-- Start of DATASET --

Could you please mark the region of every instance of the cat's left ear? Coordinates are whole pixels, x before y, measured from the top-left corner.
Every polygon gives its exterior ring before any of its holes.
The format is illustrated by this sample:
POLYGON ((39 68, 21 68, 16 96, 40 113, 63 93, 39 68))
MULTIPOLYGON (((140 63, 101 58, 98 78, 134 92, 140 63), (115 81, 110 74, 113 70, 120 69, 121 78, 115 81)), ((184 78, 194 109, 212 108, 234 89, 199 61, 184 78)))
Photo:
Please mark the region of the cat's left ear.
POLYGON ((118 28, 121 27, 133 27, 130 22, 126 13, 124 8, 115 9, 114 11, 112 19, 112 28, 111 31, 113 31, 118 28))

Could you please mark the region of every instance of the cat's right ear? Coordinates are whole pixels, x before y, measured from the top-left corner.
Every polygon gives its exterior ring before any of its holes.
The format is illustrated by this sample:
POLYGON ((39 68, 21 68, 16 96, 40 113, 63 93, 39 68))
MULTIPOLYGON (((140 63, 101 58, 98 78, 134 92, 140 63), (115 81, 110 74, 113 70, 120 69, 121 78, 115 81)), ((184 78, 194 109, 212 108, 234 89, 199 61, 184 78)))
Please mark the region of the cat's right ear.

-- End of DATASET --

**TASK TO COMPLETE**
Reproduce both rows above verbatim, keeping every line, number, and punctuation mark unchanged.

**TASK ANSWER**
Could you please mark the region of every instance of the cat's left ear? Coordinates are whole pixels, x before y, measured from the top-left corner.
Every polygon gives its exterior ring before any of its holes.
The format is illustrated by this sample:
POLYGON ((39 68, 21 68, 16 96, 40 113, 63 93, 39 68))
MULTIPOLYGON (((140 63, 101 58, 98 78, 134 92, 140 63), (115 81, 110 74, 113 70, 120 69, 121 78, 115 81)), ((184 78, 194 109, 212 108, 234 89, 199 61, 184 78)))
Photo:
Please mark the region of the cat's left ear.
POLYGON ((118 28, 121 27, 133 27, 130 22, 126 13, 124 8, 115 9, 114 11, 112 19, 112 28, 111 31, 113 31, 118 28))

Could you please mark the region of every instance of the cat's right ear? Coordinates are whole pixels, x before y, measured from the top-left corner.
Every polygon gives its exterior ring before any of its holes.
The format is illustrated by this sample:
POLYGON ((39 68, 21 68, 16 96, 40 113, 63 93, 39 68))
MULTIPOLYGON (((140 63, 101 58, 98 78, 134 92, 140 63), (115 81, 110 74, 113 70, 120 69, 121 78, 115 81)), ((184 78, 194 109, 212 108, 234 89, 199 61, 184 78)))
Please mark the region of the cat's right ear.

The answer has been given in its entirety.